[Begin DATA FOR THIS EXERCISE]
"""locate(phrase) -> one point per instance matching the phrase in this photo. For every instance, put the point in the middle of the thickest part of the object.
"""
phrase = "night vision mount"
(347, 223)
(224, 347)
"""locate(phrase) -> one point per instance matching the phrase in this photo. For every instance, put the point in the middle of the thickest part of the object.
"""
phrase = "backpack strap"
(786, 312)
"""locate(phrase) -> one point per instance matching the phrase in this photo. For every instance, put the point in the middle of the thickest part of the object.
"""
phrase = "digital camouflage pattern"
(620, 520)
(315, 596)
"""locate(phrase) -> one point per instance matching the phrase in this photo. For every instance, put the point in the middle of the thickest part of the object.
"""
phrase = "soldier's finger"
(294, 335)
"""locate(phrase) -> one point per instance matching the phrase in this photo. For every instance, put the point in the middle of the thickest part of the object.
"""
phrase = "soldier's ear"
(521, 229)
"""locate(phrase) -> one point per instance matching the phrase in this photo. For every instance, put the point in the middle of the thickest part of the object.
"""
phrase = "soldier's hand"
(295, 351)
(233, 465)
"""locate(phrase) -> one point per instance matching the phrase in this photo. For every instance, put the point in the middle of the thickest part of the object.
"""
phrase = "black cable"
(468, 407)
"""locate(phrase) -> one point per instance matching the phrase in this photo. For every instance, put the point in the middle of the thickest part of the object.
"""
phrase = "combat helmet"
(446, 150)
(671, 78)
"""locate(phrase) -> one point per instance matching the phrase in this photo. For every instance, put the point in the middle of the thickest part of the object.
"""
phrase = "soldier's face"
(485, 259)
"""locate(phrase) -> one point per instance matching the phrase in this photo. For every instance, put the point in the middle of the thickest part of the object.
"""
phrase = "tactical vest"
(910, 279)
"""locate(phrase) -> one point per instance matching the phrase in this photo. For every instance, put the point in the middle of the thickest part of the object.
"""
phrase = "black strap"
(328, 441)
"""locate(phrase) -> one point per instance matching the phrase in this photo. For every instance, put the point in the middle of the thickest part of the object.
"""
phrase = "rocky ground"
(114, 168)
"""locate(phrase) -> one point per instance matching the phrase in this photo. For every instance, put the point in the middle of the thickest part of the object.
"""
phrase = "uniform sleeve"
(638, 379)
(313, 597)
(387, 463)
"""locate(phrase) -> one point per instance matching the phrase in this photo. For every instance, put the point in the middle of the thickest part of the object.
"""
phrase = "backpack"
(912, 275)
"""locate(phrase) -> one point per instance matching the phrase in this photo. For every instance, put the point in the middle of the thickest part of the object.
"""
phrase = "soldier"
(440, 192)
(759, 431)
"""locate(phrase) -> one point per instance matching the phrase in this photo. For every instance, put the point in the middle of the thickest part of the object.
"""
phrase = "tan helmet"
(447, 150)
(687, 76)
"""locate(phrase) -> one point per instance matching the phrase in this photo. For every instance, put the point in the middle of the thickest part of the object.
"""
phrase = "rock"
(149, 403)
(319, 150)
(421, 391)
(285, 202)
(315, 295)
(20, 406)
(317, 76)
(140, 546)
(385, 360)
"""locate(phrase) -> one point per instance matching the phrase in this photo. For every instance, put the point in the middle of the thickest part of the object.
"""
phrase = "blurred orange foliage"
[End DATA FOR THIS EXERCISE]
**YOUR GOAL:** Pull out each line of the records above that contains the word "backpack", and copy those lines in their original order.

**RESULT OF THIS TASK:**
phrase = "backpack strap"
phrase = "backpack"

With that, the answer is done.